- DOCUMENT PASSAGE
Wednesday, November 17, 2010

If we want to fully experience love and belonging, we must believe that we are worthy of love and belonging.



(CNN) -- The quest for perfection is exhausting and unrelenting, but as hard as we try, we can't turn off the tapes that fill our heads with messages like "Never good enough" and "What will people think?"
Why, when we know that there's no such thing as perfect, do most of us spend an incredible amount of time and energy trying to be everything to everyone? Is it that we really admire perfection? No -- the truth is that we are actually drawn to people who are real and down-to-earth. We love authenticity and we know that life is messy and imperfect.
We get sucked into perfection for one very simple reason: We believe perfection will protect us. Perfectionism is the belief that if we live perfect, look perfect, and act perfect, we can minimize or avoid the pain of blame, judgment, and shame.
We all need to feel worthy of love and belonging, and our worthiness is on the line when we feel like we are never ___ enough (you can fill in the blank: thin, beautiful, smart, extraordinary, talented, popular, promoted, admired, accomplished).

- SET OF TASKS
1/ Decide whether each statement below agrees with the perfectionism passage. For each, answer yes or no and quote the deciding words. (a) People are drawn to those who are real and down-to-earth. (b) Most people truly admire perfection. (c) The quest for perfection is described as exhausting.
2/ Translate this sentence from the perfectionism passage into Spanish: "We get sucked into perfection for one very simple reason: We believe perfection will protect us."
3/ According to the perfectionism passage, what pain does perfectionism aim to minimize or avoid?

- ENTRIES SHOWN
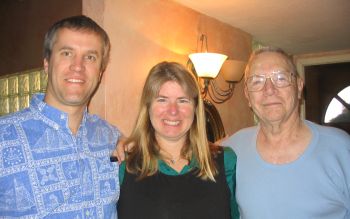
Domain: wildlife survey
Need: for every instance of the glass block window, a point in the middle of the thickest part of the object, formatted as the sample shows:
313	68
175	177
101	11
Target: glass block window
17	89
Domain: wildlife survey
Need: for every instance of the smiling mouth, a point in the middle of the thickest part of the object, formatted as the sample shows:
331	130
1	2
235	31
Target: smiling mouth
75	80
170	122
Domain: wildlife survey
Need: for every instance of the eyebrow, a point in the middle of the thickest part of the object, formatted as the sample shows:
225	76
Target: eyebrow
71	49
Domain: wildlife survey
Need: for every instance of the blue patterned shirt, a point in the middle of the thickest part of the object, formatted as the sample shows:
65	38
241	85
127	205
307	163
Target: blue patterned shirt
47	172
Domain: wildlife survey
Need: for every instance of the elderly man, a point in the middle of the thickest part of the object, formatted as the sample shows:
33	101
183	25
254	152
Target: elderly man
54	154
287	167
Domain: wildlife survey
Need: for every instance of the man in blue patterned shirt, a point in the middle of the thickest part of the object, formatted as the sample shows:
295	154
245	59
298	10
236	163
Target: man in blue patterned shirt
54	155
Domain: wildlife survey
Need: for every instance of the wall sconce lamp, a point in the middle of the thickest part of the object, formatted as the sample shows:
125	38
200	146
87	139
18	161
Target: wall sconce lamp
206	66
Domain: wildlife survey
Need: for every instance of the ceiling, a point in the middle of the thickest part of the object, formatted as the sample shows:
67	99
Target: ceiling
297	26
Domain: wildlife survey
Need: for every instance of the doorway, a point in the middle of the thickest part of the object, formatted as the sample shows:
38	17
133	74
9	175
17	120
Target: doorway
327	99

- ANSWERS IN ORDER
1/
(a) Yes: "we are actually drawn to people who are real and down-to-earth."
(b) No: "Is it that we really admire perfection? No"
(c) Yes: "The quest for perfection is exhausting and unrelenting"

2/ Nos dejamos arrastrar por la perfección por una razón muy sencilla: creemos que la perfección nos protegerá.

3/ The pain of blame, judgment, and shame.